┌─ SOURCE DATA
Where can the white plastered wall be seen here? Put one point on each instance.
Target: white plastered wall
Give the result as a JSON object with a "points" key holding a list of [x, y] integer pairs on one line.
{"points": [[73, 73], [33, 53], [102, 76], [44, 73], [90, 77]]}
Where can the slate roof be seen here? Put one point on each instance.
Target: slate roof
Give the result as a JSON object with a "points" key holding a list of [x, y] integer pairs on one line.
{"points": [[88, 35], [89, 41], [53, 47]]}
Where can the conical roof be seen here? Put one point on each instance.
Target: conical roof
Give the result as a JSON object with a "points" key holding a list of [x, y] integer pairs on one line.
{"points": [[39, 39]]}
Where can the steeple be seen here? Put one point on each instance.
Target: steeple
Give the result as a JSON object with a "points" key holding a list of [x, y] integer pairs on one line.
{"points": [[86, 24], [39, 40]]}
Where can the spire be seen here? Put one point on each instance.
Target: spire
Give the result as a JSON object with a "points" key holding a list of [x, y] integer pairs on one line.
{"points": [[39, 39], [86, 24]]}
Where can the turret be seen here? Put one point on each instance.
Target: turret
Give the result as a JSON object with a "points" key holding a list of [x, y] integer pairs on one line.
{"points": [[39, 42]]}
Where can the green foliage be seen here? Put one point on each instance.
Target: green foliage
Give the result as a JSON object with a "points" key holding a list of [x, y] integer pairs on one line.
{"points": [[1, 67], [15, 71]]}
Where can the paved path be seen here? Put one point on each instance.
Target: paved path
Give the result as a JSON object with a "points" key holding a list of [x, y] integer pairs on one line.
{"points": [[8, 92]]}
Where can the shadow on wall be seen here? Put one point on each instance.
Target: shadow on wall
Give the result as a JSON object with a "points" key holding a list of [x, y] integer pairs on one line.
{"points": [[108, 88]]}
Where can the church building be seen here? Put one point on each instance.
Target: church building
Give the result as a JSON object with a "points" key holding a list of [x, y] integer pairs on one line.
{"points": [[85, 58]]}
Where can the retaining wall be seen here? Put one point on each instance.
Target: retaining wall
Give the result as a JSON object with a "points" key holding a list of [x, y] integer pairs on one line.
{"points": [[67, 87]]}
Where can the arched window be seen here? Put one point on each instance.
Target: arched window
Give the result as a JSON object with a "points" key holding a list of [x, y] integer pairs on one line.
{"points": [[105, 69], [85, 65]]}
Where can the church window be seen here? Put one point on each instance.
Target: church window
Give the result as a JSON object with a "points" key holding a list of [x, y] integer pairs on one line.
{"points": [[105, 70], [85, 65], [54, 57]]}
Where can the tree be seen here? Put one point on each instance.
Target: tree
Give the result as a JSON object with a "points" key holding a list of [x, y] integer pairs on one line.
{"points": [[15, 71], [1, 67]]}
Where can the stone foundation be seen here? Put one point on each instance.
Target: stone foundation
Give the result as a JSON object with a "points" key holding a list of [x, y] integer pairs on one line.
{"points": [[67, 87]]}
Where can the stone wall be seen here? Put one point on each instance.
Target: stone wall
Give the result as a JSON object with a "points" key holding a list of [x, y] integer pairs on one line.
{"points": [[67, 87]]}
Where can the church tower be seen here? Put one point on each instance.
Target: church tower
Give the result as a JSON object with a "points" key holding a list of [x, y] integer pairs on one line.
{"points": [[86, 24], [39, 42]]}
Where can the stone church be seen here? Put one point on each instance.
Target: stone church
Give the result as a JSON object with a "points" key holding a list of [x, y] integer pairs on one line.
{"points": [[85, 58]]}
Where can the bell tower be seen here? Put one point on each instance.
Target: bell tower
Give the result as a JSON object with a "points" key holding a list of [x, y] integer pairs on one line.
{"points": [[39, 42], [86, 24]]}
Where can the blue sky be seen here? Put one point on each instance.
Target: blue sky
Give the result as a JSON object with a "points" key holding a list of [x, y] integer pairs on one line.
└─
__EXERCISE OBJECTIVE__: Send back exactly the lines of the listing above starting at the one with "Where can the paved" and ending at the one with "Target: shadow on wall", inclusive, and no others.

__SOLUTION TO THIS EXERCISE__:
Where can the paved path be seen here? Put one point on each instance.
Target: paved path
Give the result as a JSON object with a "points" key holding a list of [x, y] integer pairs on one line.
{"points": [[8, 92]]}
Where can the shadow on wall be seen here? Put one point on each instance.
Target: shadow on wall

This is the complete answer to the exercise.